TEXTE EXTRAIT:
===============

Bien que le gouverneur général, M. Doumer, m'ait fait cette promesse en l'air, et je ne lui en veux pas, je m'empresse de déclarer qu'il voulait beaucoup de bien aux soldats. Sous un air un peu rude, il cachait un cœur vraiment bon. Il s'intéressait à nous et à notre installation, surtout dans les contrées malsaines. Il venait de temps à autre nous apporter des paroles d'encouragement ; aussi, ce civil était-il très aimé des militaires. On peut également dire que si la colonie est devenue prospère, c'est grâce à lui et à sa constante vigilance. Quelques-uns l'ont cependant critiqué ; ce qui prouve une fois de plus que les envieux ne manquent jamais, surtout à ceux qui travaillent au loin pour le bon renom et la prospérité du pays.

Outre mon service de surveillant des travaux de route, j'étais encore investi des hautes fonctions d'ordonnateur des pompes funèbres, préparateur des tombes et expéditeur dans l'autre monde des coolies chinois et annamites décédés dans notre section. Il ne se passait pas de semaine sans que j'eusse à exercer plusieurs fois ces fonctions, particulièrement pour les Annamites que la fièvre ne ménageait pas, bien qu'ils fussent dans leur propre pays. Ce qui augmentait la mortalité parmi eux, c'était qu'aussitôt attaqués par la fièvre, ils se couchaient dans leurs cases d'une malpropreté écœurante et refusaient de prendre les médicaments européens, tels que la quinine et l'antipyrine que nous leur offrions. Leurs camarades leur faisaient absorber des tisanes faites d'herbes cueillies dans la brousse et leur récitaient des prières ; en fait, ce traitement n'avait jamais d'autre résultat que la mort. J'étais chargé de les enterrer à un endroit désigné par le chef de village et je rendais compte de ces... mutations à la direction de Tuyen-Quang.

===============

DONNÉES À EXAMINER:
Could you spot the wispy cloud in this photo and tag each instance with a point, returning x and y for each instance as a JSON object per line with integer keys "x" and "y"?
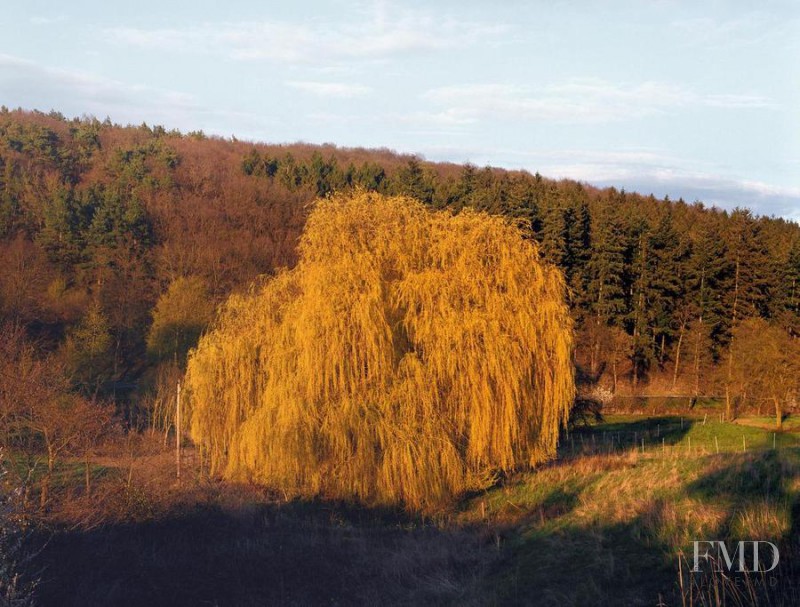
{"x": 31, "y": 85}
{"x": 643, "y": 170}
{"x": 748, "y": 29}
{"x": 575, "y": 101}
{"x": 330, "y": 89}
{"x": 385, "y": 32}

===============

TÂCHES À RÉALISER:
- A) D'après le texte extrait, quels médicaments européens les Annamites atteints de fièvre refusaient-ils de prendre ?
- B) Transcrivez le passage du texte extrait depuis « Bien que le » jusqu'à « prospérité du pays. » inclus.

RÉPONSES AUX TÂCHES:
- A) La quinine et l'antipyrine.

- B)
Bien que le gouverneur général, M. Doumer, m'ait fait cette promesse en l'air, et je ne lui en veux pas, je m'empresse de déclarer qu'il voulait beaucoup de bien aux soldats. Sous un air un peu rude, il cachait un cœur vraiment bon. Il s'intéressait à nous et à notre installation, surtout dans les contrées malsaines. Il venait de temps à autre nous apporter des paroles d'encouragement ; aussi, ce civil était-il très aimé des militaires. On peut également dire que si la colonie est devenue prospère, c'est grâce à lui et à sa constante vigilance. Quelques-uns l'ont cependant critiqué ; ce qui prouve une fois de plus que les envieux ne manquent jamais, surtout à ceux qui travaillent au loin pour le bon renom et la prospérité du pays.